• MATERIAL FOR THIS TASK:

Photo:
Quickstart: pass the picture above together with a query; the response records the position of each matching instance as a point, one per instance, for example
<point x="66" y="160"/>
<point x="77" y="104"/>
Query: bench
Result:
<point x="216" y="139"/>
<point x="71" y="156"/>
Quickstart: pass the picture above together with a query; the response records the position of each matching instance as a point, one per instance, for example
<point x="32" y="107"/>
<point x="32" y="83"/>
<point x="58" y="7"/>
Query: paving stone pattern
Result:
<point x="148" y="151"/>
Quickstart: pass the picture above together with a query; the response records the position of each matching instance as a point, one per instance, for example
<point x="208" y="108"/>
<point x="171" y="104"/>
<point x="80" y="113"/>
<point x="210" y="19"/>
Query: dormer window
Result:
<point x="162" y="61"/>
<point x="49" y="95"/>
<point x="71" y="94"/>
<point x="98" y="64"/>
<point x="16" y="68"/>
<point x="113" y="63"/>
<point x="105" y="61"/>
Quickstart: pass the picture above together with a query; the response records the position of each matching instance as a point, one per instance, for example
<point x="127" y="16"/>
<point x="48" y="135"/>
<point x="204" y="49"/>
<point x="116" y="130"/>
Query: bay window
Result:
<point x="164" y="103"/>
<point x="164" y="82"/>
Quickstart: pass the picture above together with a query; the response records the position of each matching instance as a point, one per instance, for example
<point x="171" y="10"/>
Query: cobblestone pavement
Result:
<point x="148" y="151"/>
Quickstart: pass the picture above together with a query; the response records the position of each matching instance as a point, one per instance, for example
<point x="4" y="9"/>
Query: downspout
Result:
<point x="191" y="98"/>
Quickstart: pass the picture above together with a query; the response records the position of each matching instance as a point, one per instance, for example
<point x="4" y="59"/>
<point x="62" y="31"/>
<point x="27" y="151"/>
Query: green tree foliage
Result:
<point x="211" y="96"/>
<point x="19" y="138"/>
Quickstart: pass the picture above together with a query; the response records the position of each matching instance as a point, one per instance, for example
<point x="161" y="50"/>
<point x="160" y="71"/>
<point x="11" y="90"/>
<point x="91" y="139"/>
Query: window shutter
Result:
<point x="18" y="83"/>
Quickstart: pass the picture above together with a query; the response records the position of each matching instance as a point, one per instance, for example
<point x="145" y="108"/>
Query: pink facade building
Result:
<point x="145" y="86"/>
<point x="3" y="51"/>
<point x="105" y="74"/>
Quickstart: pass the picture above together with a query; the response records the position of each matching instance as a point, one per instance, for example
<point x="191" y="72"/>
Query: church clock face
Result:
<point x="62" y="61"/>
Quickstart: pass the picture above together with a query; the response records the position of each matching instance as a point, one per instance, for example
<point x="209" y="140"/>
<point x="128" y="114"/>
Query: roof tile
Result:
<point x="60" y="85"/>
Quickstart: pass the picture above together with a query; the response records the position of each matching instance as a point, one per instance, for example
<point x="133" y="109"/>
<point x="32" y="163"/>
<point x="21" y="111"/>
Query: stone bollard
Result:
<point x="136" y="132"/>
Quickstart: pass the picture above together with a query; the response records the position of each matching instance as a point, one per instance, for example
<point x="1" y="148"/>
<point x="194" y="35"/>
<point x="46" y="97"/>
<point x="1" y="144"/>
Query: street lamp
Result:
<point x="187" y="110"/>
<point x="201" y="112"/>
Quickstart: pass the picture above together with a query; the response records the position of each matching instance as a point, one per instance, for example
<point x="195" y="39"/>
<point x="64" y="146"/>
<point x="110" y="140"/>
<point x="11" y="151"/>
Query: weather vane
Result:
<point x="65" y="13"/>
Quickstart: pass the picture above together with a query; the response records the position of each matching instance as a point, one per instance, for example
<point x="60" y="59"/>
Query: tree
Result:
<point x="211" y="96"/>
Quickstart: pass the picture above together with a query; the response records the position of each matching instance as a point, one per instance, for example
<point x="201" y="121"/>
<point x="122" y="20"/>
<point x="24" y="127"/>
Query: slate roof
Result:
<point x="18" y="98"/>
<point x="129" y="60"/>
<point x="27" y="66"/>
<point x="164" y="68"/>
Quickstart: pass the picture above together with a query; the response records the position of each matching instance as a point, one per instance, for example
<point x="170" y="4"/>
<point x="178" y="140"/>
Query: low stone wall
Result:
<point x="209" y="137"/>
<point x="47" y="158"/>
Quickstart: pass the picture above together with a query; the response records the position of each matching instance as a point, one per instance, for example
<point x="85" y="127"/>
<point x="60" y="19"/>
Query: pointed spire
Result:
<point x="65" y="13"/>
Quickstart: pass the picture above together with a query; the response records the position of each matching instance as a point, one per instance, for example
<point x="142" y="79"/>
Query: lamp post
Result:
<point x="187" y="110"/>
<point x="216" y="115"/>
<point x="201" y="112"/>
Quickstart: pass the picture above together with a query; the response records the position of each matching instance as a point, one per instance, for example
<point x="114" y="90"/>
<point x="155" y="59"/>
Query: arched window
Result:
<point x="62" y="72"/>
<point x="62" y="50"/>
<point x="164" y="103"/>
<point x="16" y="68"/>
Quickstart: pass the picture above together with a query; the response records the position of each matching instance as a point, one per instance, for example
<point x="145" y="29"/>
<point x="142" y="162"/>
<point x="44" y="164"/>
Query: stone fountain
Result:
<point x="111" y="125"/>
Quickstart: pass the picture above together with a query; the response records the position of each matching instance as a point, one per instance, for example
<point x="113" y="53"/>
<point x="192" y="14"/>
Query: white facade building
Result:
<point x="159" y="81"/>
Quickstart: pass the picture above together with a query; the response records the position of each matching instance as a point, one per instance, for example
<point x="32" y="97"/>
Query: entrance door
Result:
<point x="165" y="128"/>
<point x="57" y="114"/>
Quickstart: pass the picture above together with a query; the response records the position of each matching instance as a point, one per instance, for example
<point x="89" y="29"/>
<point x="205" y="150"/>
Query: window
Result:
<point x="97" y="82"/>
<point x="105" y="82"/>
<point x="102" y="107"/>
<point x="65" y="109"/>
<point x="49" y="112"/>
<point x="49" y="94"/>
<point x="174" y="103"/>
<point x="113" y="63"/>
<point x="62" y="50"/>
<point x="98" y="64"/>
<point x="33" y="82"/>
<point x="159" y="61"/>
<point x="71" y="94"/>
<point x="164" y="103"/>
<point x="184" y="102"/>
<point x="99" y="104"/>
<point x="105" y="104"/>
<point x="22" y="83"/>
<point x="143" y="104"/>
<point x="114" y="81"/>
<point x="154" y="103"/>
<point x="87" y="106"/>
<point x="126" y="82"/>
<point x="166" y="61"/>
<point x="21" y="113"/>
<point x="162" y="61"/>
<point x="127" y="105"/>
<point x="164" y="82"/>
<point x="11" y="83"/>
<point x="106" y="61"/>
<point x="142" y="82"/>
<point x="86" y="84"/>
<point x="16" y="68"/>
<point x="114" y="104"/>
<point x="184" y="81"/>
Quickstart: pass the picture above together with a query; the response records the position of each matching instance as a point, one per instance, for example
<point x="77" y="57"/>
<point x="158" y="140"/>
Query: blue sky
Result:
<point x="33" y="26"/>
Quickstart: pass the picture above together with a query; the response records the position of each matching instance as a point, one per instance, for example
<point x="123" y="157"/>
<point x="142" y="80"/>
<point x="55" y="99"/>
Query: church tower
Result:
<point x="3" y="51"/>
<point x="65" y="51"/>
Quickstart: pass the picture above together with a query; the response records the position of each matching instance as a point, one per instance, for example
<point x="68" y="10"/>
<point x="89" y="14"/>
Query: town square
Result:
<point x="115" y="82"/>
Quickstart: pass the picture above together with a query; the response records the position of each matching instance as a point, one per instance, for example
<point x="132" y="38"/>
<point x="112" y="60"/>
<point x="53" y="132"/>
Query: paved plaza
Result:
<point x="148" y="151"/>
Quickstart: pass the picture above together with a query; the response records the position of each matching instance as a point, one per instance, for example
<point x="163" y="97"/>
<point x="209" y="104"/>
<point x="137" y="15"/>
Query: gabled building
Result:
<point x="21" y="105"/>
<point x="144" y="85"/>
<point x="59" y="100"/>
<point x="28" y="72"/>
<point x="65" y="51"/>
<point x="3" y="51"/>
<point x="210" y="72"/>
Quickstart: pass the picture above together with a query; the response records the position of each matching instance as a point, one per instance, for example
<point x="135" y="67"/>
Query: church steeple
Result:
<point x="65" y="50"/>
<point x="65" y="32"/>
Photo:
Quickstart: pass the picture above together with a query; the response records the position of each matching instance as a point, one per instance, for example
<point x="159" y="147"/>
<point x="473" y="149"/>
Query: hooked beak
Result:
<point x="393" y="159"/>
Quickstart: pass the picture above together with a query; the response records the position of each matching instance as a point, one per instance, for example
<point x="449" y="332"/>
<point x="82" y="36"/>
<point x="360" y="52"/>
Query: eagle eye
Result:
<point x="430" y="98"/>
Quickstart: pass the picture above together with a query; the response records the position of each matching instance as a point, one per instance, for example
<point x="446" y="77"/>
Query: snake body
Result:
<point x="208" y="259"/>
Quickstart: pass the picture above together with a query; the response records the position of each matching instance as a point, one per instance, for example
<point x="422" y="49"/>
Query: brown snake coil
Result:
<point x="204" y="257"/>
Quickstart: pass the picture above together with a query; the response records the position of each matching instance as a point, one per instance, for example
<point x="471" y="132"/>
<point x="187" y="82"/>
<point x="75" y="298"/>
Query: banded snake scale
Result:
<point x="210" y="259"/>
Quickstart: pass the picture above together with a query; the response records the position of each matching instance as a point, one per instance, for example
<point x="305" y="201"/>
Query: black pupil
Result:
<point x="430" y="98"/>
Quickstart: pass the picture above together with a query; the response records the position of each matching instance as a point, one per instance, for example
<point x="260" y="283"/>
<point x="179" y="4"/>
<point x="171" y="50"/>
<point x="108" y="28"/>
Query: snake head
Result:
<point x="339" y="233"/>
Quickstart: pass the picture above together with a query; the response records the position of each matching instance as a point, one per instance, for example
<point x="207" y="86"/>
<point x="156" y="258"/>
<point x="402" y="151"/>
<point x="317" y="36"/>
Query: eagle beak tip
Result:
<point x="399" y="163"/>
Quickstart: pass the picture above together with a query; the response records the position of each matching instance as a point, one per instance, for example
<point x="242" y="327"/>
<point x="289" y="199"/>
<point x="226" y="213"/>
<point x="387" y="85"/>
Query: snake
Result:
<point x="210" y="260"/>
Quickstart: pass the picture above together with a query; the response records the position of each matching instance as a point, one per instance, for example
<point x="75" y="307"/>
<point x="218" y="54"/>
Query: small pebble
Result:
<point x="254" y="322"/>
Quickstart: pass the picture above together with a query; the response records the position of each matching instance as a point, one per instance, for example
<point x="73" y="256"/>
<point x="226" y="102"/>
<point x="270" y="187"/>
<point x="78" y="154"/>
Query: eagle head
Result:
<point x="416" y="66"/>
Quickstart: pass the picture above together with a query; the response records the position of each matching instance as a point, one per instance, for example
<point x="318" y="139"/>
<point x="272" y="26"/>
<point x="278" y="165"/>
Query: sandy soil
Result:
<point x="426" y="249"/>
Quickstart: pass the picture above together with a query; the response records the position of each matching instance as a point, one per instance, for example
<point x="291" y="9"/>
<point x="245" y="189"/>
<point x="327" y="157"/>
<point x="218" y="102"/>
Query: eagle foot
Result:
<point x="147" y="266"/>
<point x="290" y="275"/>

• YOUR OBJECTIVE:
Provide the count of lines above that contain "building", without any other words.

• WRITTEN RESPONSE:
3